[Data to examine Boundary: Start]

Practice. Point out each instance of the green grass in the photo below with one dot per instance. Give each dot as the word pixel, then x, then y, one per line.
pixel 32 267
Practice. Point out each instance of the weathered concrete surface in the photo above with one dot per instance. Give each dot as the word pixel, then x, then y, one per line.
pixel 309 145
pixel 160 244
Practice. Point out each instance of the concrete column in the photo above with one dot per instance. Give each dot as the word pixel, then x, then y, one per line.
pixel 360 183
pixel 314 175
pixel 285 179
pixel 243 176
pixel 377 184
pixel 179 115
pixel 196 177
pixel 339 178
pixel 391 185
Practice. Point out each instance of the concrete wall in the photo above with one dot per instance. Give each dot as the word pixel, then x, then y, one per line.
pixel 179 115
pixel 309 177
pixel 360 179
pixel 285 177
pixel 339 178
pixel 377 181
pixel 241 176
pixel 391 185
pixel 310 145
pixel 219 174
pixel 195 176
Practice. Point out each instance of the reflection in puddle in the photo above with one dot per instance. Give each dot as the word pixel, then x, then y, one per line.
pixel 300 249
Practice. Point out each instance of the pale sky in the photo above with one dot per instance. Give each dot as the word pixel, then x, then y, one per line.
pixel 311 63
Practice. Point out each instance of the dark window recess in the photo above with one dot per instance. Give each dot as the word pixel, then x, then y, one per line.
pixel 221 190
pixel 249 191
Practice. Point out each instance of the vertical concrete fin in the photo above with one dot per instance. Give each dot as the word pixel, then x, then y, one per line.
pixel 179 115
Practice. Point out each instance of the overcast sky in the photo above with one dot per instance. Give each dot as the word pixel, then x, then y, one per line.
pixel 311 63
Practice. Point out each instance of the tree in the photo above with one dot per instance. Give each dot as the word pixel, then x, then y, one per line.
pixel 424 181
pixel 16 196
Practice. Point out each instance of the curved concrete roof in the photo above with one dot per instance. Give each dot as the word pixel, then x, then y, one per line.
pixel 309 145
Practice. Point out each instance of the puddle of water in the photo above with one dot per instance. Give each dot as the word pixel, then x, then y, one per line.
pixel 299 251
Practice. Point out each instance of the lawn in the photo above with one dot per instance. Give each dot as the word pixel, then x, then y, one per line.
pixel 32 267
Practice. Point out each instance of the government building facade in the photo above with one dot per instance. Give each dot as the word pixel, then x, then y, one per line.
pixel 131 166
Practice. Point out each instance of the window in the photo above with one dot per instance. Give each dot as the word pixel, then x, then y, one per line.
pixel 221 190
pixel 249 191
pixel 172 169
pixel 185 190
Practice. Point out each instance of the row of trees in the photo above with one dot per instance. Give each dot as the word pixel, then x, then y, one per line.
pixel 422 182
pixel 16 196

[Data to examine Boundary: End]

▸ Task instructions
In full and without error, transcribe the listing.

▸ Response to this exercise
Practice. Point out each instance of the green grass in the photo below with one dot per instance. Give each dot as the word pixel, then x, then y, one per line.
pixel 32 267
Practice. Point out each instance of the weathered concrete surface in the photo above with one dot per instance. Give each dot as the word pixel, then x, then y, one per line.
pixel 309 145
pixel 160 244
Practice. Point out each instance of the concrete column in the photo above with one dot per instance. Give each dot as the word pixel, then x, then y, one per line.
pixel 360 183
pixel 314 175
pixel 285 179
pixel 243 176
pixel 377 184
pixel 179 115
pixel 196 177
pixel 339 178
pixel 391 185
Practice. Point out each instance of the concrete wall in the photo above with one dot per instance. Give each dot as the word pixel, then x, then y, one per line.
pixel 179 115
pixel 309 177
pixel 360 179
pixel 285 177
pixel 339 178
pixel 377 181
pixel 241 176
pixel 391 185
pixel 310 145
pixel 219 174
pixel 195 176
Practice. Point out each instance of the reflection in puddle in the photo above with one dot per instance. Give each dot as the word pixel, then x, then y, one per line.
pixel 300 249
Practice. Point out each instance of the pale sky in the photo above with one dot per instance. Give each dot as the word pixel, then x, then y, one per line.
pixel 311 63
Practice. Point out each instance of the dark window recess in the photo above with one dot per instance. Give each dot as the word pixel, then x, then y, one per line.
pixel 221 190
pixel 249 191
Practice. Point out each instance of the vertical concrete fin in the photo above with one dot per instance. Give each dot as the word pixel, then x, then y, one per line.
pixel 179 115
Practice. Point out each instance of the overcast sky in the photo above with one dot per instance. Give each dot as the word pixel, then x, then y, one per line.
pixel 311 63
Practice. Point out each instance of the tree in the photo above with one dot per instance. Give each dot as the word pixel, then x, then y, one per line.
pixel 424 181
pixel 16 196
Practice. Point out each instance of the curved concrete roof in the photo above with one dot per instance. Give each dot as the word pixel, then x, then y, one per line.
pixel 309 145
Practice. Point out each instance of the puddle of water in the photo above with one dot per instance. Give each dot as the word pixel, then x, then y, one per line.
pixel 299 251
Practice. Point out each instance of the lawn in the photo above with one dot per instance. Give each dot as the word pixel, then x, then y, one per line.
pixel 32 267
Practice. Point out each instance of the government building facade in the photo above with one dot per instance. Give each dot as the word pixel, then x, then y, one per line.
pixel 131 166
Practice. Point out each instance of the window in the photo above with one dot per instance. Give each dot as the word pixel, then x, then y, one per line.
pixel 221 190
pixel 249 191
pixel 172 169
pixel 185 190
Practice. Point out each instance of the row of trees in the photo above with one dot per instance. Give each dot as the word pixel, then x, then y, one per line.
pixel 422 182
pixel 16 196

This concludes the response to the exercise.